WHAT THE TASK REQUIRES:
From the first line of the data down to the line bearing "positive clicks: (497, 174)", output every line exactly and include no pictures.

MATERIAL FOR THIS EXERCISE:

╔══

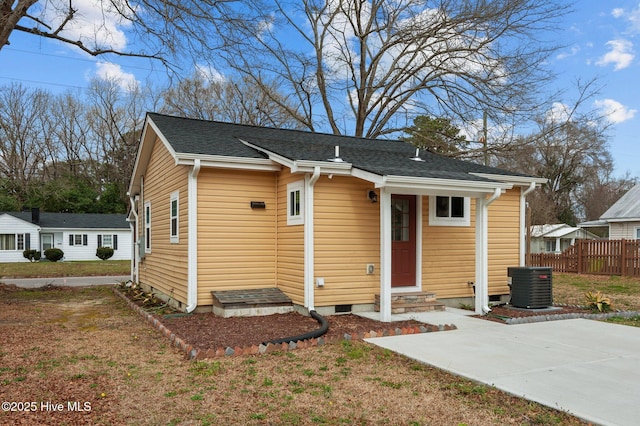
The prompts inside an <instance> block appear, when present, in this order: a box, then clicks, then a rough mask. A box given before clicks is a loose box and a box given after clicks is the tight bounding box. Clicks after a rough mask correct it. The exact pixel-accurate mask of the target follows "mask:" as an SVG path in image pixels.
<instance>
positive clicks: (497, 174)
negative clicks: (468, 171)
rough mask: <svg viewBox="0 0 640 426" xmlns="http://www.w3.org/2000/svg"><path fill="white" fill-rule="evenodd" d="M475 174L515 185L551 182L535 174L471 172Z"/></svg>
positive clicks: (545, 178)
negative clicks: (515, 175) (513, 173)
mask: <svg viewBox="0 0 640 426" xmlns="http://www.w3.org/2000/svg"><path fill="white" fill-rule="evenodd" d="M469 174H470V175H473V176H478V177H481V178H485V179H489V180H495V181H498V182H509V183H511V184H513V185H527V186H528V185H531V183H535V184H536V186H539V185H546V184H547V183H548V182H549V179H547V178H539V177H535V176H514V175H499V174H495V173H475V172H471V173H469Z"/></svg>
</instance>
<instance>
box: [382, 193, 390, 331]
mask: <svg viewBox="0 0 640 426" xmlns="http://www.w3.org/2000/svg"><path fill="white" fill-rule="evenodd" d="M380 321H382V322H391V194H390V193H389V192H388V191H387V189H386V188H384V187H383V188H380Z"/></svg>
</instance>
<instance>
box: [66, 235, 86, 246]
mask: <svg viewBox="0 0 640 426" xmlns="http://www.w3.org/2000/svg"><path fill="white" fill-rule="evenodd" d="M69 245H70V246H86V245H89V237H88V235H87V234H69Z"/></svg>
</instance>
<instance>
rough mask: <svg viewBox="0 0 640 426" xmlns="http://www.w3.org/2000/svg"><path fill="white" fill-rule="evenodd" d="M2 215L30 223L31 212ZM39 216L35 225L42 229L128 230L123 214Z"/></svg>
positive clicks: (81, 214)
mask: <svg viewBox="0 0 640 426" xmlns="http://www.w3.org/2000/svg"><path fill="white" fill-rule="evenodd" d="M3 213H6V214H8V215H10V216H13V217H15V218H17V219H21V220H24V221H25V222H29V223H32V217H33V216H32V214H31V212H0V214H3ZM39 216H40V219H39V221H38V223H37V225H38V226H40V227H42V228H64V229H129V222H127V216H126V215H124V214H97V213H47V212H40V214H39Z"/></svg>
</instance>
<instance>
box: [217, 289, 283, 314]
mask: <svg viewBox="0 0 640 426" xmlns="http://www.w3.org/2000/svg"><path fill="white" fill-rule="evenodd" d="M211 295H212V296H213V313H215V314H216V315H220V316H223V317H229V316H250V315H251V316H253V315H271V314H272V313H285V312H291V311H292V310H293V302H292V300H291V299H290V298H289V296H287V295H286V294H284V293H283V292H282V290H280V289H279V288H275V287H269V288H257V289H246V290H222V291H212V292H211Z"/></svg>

╚══

RESULT OF THE TASK:
The prompts inside an <instance> block appear, when present, in this order: a box, then clicks, then a rough mask. A box given before clicks is a loose box and a box given after clicks is the tight bounding box. Clicks after a rough mask correct it. The exact pixel-accurate mask of the target follows "mask:" as an SVG path in image pixels.
<instance>
positive clicks: (497, 174)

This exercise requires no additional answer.